Hi qwew80
I'll try to respond to your statements one-by-one, I think you're right overall, but confused on some fine details.
1) yes, your perception of time is related to your speed (imagine you have a watch on), the faster you travel, the slower you experience time (your watch slows and things around you seem to be going faster because your actually going slower); in theory, at the extreme of the speed of light (the maximum speed allowed in the universe) you will no-longer experience time (your watch stops, you may move a great distance, but to you it'll have taken no time at all). The same is true if you're in a gravitational field, the stronger the field, the slower your watch will run. (and in the extreme, if you hit the event horizon of a black hole, in theory you will no-longer experience time, your watch stops, again)
2) Mainly, according to the theory of relativity, no massive object (i.e. object with any mass, from a heavy planet to a puni particle) could ever reach the speed of light, it would require an infinite amount of energy as the mass would tend towards infinite.
I tried to answer further, but things get hard when you ignore one fundamental law and assume things could work...
3) Firstly, you've made a bit of an inaccurate statement saying “the gravity of the car would not only pull on the gravity of the Earth...”; in the case of falling bodies you should say that the gravity of the Earth pulls the Car... Gravity pulling gravity sounds confusing.
But yes, you're right, the ether model was disproved; however Newton's theories can be applied if you set any arbitrary reference frame; though in relativistic extremes, his theories don't work.
In relativity, the very concept is that any “inertial frame of reference” (which is a complicated concept) is a good frame of reference; so for example, if I wanted to calculate what happens to things around me as I sit in a moving spacecraft (moving in a straight line at a constant velocity), then I could use myself as a stationary point in my reference frame, and the maths will workout for everything around me.
Equally, it's just as true that for another spacecraft (moving in a straight line at a constant velocity, even if it doesn't match mine) can decide that they're the stationary point in their reference frame, and the maths still all works out.

*WRITTEN EXERCISE 1*
In the relativity reply, what would a massive object require in order to reach the speed of light?
*WRITTEN EXERCISE 2*
Count the lines of the listing that contain the string "foliage", treating case as significant, and give only the number.
The relativity reply has no connection to the listing that comes after it.

*PROVIDED DATA*

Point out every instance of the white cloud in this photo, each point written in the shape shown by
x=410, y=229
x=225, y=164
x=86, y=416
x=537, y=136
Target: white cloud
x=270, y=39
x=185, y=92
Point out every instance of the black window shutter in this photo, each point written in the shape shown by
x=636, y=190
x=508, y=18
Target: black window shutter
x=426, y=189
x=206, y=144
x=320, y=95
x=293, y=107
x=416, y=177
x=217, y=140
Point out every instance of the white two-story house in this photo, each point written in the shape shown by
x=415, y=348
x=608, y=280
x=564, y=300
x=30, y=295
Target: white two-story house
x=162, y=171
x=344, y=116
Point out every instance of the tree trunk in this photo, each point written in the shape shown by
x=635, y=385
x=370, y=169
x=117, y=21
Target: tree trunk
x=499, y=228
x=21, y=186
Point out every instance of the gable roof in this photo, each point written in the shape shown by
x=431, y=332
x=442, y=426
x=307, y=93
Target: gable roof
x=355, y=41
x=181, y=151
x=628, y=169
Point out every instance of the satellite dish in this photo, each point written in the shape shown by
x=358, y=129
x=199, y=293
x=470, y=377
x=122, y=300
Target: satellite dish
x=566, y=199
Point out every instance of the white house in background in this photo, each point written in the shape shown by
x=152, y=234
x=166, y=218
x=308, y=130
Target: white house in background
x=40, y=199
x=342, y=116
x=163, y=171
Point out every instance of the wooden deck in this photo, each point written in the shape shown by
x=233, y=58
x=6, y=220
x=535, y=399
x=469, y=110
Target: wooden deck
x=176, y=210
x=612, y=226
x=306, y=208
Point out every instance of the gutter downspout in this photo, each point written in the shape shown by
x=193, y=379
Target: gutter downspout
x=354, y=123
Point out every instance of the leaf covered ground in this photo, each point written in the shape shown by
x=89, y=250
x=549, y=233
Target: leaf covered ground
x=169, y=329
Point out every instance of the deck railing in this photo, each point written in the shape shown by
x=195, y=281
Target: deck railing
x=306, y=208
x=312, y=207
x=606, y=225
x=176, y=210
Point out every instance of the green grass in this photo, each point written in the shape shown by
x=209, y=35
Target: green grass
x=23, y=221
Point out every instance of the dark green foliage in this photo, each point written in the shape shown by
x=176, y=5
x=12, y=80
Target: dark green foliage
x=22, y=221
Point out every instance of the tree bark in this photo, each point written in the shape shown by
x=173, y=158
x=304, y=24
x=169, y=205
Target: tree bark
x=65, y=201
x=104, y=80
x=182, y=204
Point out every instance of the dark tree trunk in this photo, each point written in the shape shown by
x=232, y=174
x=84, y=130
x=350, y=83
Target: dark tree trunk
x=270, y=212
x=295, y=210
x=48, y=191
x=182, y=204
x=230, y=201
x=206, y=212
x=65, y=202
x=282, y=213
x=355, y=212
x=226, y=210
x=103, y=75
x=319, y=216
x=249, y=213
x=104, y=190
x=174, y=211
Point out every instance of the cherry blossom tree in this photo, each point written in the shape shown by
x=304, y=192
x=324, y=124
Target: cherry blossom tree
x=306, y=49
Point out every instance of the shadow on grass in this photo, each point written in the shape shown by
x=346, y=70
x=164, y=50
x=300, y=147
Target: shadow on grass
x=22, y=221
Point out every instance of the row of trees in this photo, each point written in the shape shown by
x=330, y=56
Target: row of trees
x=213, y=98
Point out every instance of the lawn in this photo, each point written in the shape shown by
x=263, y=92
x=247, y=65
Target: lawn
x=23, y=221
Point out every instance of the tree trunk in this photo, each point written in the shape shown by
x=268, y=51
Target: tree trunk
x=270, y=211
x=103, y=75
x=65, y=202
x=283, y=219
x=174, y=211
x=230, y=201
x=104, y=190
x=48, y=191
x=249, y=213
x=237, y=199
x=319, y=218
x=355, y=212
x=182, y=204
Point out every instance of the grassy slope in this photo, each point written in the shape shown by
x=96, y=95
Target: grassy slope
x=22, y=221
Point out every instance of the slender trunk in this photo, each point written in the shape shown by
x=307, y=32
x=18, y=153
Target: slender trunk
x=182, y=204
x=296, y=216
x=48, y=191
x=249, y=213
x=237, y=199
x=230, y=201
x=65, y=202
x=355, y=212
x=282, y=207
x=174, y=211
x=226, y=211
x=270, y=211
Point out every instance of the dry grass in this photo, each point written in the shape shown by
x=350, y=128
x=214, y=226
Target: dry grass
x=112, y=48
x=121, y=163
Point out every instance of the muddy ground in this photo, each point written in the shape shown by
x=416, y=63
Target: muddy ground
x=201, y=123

*FULL ANSWER 1*
An infinite amount of energy.

*FULL ANSWER 2*
2